## Tasks to carry out
1. Please explain, in one to three sentences, why the currency report says the dollar's losses extended once it broke through $1.30 against the euro.
2. Answer these questions from the currency report, one a line:
(a) At what rate was the dollar trading against the euro at 8:42 a.m. in New York?
(b) What record did the euro reach against the yen on Nov. 20?
(c) Since when has the Fed left rates unchanged?
3. Pick up the currency report after its final sentence and continue it.

## Reading passage
──────────
Dollar Drops to 19-Month Low Against Euro; Breaches $1.30 Level

By Kabir Chibber

Nov. 24 (Bloomberg) -- The dollar fell to its lowest in 19 months against the euro on speculation the Federal Reserve will lower interest rates early next year as central banks in Europe increase them.

The U.S. currency extended its losses after breaching $1.30 against the euro for the first time since April 2005, a level where traders had placed automatic orders to sell the dollar. The European Central Bank has raised rates to an almost four-year high and President Jean-Claude Trichet on Nov. 20 said inflation remains a threat. The Fed has left rates unchanged since August.

``The break of 1.30 is a strong signal that the dollar has to weaken,'' said Carsten Fritsch, a currency strategist at Commerzbank AG in Frankfurt. ``The sentiment for the dollar is negative. In the euro-zone, growth will remain strong.''

Against the euro, the dollar traded as high as $1.3109 and was at $1.3089 at 8:42 a.m. in New York, from $1.2945 yesterday. The dollar also fell to 115.63 yen, from 116.30, and to as low as $1.9351 versus the U.K. pound, the weakest in almost two years.

Fritsch said the dollar may drop to $1.35 by year-end.

The euro was at 151.35 yen, after reaching a record of 151.67 on Nov. 20.

Traders place automatic orders, or so-called stop-losses, at preset levels to sell the currency after it breaches certain key levels, such as $1.30.

``When we broke through $1.30 this morning that triggered an awful lot of stops,'' said Adam Cole, senior currency strategist in London at RBC Capital Markets. ``We think there's more to come from the ECB and that could push euro-dollar higher.''

The volume of trading today may be less than usual after public holidays yesterday in the U.S. and Japan.
──────────
## Data for review

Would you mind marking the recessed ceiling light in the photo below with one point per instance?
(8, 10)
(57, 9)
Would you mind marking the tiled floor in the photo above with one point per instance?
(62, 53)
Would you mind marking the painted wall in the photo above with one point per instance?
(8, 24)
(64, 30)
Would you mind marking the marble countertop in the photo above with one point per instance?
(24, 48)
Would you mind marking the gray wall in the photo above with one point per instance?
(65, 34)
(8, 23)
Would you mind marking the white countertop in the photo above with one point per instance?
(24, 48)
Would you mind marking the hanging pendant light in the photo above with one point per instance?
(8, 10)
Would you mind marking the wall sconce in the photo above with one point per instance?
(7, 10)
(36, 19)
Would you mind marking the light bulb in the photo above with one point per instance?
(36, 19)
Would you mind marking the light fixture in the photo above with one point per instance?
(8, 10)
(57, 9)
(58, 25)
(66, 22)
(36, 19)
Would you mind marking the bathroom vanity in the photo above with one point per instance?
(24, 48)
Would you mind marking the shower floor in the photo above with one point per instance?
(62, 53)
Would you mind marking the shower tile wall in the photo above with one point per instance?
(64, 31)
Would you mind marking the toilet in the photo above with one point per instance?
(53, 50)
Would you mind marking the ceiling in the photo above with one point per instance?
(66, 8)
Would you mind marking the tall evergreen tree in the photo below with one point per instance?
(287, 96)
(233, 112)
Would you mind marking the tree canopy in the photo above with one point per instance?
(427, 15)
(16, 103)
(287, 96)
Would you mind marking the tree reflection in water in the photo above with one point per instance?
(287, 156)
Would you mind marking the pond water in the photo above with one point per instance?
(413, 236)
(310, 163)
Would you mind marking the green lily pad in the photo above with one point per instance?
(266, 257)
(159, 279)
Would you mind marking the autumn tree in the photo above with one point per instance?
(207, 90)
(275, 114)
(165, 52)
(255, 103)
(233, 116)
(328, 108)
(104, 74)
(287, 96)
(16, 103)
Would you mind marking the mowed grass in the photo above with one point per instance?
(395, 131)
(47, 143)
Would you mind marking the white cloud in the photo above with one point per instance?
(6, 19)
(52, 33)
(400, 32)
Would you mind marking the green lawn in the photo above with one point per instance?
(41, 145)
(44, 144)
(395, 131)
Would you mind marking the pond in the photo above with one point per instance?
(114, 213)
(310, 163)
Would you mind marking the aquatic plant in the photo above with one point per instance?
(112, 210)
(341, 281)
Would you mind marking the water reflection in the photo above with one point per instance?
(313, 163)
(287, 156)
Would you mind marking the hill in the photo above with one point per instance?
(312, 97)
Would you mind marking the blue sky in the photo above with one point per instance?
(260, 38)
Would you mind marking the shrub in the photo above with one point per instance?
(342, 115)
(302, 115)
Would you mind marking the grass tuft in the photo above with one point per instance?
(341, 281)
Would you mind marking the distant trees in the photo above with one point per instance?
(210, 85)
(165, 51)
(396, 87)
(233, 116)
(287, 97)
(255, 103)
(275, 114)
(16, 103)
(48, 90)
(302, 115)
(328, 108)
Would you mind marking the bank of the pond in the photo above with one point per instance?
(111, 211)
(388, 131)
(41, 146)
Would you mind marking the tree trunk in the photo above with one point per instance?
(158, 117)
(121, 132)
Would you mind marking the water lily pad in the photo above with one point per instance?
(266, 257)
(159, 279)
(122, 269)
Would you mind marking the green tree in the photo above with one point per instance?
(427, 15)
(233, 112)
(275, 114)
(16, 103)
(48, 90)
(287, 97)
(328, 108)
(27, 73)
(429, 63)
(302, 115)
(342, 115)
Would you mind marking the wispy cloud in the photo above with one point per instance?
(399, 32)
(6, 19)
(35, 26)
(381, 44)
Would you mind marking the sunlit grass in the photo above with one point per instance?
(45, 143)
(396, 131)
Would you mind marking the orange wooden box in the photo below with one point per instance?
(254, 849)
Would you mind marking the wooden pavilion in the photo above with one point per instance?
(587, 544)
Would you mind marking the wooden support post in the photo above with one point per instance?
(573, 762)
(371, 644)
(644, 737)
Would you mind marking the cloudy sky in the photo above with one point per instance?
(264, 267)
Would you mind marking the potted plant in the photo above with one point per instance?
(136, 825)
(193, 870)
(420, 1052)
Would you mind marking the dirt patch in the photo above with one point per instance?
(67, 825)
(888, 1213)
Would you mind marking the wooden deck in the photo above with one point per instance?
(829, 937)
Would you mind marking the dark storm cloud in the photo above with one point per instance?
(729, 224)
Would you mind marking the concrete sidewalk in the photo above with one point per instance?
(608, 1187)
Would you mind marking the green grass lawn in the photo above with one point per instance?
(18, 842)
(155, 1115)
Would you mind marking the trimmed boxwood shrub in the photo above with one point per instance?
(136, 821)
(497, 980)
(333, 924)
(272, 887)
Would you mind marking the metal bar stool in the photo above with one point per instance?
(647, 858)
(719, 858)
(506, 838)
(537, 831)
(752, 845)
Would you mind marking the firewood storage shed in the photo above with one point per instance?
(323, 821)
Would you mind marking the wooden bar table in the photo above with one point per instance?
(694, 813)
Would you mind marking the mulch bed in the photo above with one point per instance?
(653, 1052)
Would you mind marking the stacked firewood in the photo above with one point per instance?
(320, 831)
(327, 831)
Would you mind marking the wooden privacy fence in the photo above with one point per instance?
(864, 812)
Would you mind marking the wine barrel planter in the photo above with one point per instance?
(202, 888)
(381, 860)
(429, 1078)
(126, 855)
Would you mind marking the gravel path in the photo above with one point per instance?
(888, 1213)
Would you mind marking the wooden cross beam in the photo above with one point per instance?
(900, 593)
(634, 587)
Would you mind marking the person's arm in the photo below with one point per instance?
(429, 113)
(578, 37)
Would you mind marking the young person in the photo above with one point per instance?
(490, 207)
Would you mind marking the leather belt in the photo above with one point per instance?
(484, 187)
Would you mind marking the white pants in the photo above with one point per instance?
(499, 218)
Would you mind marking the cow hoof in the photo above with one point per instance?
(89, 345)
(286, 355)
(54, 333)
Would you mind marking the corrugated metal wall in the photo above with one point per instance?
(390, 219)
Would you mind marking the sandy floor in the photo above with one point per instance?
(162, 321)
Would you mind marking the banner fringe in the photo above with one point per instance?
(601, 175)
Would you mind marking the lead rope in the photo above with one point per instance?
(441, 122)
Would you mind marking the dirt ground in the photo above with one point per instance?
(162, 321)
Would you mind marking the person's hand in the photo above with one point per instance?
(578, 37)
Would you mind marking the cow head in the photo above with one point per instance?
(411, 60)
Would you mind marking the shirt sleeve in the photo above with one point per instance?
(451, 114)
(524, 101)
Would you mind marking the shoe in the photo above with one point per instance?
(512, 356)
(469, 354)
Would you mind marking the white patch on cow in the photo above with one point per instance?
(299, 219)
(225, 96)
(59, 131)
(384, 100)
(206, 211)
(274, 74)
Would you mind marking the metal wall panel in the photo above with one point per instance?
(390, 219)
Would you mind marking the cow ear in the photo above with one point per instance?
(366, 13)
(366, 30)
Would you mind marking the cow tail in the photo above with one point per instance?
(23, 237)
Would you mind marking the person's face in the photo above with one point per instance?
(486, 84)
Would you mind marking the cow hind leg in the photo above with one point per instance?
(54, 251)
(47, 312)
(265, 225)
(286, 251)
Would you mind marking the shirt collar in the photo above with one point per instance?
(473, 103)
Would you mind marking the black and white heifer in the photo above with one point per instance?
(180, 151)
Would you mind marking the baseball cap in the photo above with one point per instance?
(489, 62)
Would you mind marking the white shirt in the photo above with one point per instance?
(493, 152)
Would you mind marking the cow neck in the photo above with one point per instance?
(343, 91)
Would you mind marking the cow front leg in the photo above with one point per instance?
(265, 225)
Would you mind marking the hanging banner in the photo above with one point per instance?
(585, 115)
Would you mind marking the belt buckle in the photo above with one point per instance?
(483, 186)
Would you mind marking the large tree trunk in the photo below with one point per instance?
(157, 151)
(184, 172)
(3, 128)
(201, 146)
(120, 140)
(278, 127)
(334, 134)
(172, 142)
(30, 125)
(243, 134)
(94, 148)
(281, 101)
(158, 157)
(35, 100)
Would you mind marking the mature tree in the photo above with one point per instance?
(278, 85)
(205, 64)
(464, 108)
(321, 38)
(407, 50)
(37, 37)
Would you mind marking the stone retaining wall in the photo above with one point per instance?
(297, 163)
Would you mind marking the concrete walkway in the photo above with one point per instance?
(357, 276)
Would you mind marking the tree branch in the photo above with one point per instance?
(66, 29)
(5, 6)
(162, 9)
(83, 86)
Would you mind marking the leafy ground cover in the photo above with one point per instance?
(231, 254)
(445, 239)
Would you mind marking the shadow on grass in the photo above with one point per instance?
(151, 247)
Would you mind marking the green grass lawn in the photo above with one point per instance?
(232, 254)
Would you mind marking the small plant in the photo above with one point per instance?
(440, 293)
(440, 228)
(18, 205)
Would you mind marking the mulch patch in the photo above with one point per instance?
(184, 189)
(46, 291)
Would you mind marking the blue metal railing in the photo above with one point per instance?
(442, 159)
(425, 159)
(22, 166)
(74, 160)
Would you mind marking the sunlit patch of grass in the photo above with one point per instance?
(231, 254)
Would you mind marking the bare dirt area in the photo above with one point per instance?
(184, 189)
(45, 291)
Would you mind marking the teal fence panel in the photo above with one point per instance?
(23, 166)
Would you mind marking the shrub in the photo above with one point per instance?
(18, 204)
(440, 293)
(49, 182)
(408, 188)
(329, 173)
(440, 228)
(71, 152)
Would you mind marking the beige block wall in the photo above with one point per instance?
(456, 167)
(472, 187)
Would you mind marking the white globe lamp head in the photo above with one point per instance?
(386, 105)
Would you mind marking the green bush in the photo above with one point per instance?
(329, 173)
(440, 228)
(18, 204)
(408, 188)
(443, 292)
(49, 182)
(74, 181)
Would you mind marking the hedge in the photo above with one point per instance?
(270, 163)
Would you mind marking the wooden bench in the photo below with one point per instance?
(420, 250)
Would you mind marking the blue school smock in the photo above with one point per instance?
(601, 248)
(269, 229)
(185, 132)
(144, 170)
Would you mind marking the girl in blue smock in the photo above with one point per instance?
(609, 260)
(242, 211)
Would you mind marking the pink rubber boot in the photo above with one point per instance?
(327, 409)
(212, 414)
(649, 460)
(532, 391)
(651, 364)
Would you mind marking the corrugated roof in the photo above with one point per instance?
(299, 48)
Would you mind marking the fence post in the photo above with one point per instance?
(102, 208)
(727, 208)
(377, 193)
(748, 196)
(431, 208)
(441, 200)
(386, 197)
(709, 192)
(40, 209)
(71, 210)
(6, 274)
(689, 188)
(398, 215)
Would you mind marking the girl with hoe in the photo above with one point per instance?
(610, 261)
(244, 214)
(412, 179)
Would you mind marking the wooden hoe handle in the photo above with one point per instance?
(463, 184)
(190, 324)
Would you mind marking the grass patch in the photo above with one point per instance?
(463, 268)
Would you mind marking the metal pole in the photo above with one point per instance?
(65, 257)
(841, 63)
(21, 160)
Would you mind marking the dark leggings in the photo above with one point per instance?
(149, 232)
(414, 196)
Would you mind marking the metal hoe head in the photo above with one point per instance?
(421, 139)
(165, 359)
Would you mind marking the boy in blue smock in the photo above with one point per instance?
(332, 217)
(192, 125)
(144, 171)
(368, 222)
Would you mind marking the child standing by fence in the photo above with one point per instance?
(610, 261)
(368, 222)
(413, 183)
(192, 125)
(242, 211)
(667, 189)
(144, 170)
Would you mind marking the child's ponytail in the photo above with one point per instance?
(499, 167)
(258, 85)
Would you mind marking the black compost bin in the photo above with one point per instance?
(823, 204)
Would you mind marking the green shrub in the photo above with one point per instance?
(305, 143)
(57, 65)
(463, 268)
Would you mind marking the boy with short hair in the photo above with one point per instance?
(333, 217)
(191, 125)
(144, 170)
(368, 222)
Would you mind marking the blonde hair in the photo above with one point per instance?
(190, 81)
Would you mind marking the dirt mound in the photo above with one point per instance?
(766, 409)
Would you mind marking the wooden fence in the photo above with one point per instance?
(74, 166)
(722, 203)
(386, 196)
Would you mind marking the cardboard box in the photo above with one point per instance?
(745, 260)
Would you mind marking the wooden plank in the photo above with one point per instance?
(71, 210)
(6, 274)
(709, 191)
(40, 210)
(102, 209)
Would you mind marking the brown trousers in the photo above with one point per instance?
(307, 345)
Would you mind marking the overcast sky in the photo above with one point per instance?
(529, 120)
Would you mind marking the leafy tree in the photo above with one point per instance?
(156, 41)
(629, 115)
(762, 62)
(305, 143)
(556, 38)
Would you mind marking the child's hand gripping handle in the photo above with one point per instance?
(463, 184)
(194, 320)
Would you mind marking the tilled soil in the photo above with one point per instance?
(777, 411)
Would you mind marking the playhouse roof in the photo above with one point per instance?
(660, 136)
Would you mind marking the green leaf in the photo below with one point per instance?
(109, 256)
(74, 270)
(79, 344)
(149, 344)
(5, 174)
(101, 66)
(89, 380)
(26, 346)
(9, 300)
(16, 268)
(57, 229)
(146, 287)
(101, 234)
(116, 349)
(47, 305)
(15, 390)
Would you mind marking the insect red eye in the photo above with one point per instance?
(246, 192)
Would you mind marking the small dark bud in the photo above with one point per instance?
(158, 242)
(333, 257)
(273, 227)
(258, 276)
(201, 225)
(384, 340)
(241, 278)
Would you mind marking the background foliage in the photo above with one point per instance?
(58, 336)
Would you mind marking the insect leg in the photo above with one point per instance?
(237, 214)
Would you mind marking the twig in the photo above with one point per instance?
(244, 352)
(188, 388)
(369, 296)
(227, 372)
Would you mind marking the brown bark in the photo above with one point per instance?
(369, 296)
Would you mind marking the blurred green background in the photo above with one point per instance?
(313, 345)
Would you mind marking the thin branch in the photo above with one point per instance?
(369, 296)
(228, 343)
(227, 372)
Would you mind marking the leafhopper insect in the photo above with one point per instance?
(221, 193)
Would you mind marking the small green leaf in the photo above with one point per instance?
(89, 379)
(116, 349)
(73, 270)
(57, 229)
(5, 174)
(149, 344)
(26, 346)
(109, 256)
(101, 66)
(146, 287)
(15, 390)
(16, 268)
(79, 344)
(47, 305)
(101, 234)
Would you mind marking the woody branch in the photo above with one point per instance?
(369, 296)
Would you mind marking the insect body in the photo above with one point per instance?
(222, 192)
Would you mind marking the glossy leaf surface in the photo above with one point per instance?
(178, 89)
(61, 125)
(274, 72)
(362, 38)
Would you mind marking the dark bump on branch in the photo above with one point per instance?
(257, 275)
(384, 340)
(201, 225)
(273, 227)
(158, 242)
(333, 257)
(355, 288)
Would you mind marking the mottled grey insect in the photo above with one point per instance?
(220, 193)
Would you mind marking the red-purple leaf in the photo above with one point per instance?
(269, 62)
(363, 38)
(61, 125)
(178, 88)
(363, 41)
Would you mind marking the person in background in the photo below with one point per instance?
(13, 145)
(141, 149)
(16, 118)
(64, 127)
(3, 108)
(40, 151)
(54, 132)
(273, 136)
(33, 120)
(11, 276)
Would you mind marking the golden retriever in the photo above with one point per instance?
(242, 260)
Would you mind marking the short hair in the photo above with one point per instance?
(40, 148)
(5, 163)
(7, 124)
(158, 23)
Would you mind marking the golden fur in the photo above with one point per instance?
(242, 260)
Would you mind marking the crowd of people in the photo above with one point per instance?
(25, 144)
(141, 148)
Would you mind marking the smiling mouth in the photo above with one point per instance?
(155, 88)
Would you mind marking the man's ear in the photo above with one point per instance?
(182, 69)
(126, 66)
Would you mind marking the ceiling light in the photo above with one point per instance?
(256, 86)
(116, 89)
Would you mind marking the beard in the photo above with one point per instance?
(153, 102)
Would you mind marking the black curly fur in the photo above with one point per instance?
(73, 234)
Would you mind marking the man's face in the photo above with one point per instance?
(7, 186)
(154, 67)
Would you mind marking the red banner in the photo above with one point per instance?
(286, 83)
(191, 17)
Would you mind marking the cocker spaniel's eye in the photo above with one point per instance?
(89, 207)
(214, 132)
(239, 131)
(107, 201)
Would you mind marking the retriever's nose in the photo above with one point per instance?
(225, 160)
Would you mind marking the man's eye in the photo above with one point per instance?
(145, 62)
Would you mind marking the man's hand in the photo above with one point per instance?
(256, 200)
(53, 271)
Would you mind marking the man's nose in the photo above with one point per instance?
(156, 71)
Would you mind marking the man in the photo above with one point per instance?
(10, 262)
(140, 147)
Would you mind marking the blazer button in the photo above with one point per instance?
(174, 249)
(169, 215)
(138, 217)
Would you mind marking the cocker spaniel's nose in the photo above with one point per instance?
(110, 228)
──────────
## Task-by-task outputs
1. Traders had placed automatic sell orders, called stop-losses, at the $1.30 level. When the dollar breached it, those orders were triggered and the dollar was sold further.

2.
(a) $1.3089
(b) 151.67 yen
(c) August

3.
Rates Gap

Economic advisers to President George W. Bush on Nov. 21 cut their forecasts for growth next year on a weaker housing market. Gross domestic product will increase 2.9 percent next year, slower than the 3.6 percent forecast in June, the Council of Economic Advisers said.

Traders are betting the Fed will cut borrowing costs in 2007. In contrast, interest-rate futures show traders expect the Frankfurt-based ECB to raise its main rate twice more to 3.5 percent by year-end, with one further increase by March 2007.

ECB policy maker Klaus Liebscher told Reuters today that the central bank must remain ``vigilant'' on inflation. Trichet and fellow council member Miguel Angel Fernandez Ordonez also this week said inflation is a risk.

Europe's central bank has lifted borrowing costs five times since December, to 3.25 percent, to stem inflation. The Federal Reserve has left its benchmark rate at 5.25 percent for the past three months, after 17 straight increases since June 2004.

`Wrong to Raise'

The rally in the euro may be curbed after Pervenche Beres, head of the European Parliament's economic and monetary committee, said the region's central bank would be wrong to push rates higher with the currency above $1.30.

``It's not good news for the European economy,'' she said in an interview in Berlin today. ``It's not the right time to raise interest rates.''

European stocks slumped today on speculation the stronger euro will hurt exports to the U.S., the region's biggest trading partner.

The extra yield investors earn on U.S. government bonds over those in Europe has shrunk to the lowest in 17 months, attracting investors to assets in the euro region and away from the dollar.

The narrowing yield premium on dollar-denominated debt may also encourage central banks to hold more of their foreign- exchange reserves in other currencies.

People's Bank of China Vice-Governor Wu Xiaoling said East Asia needs to reduce its reliance on dollar inflows because of the risk of a further slump in the currency. China's foreign- exchange reserves exceed $1 trillion, the world's largest.

Currency Reserves

Wu's comments were released today in an article circulated during a press conference in Beijing.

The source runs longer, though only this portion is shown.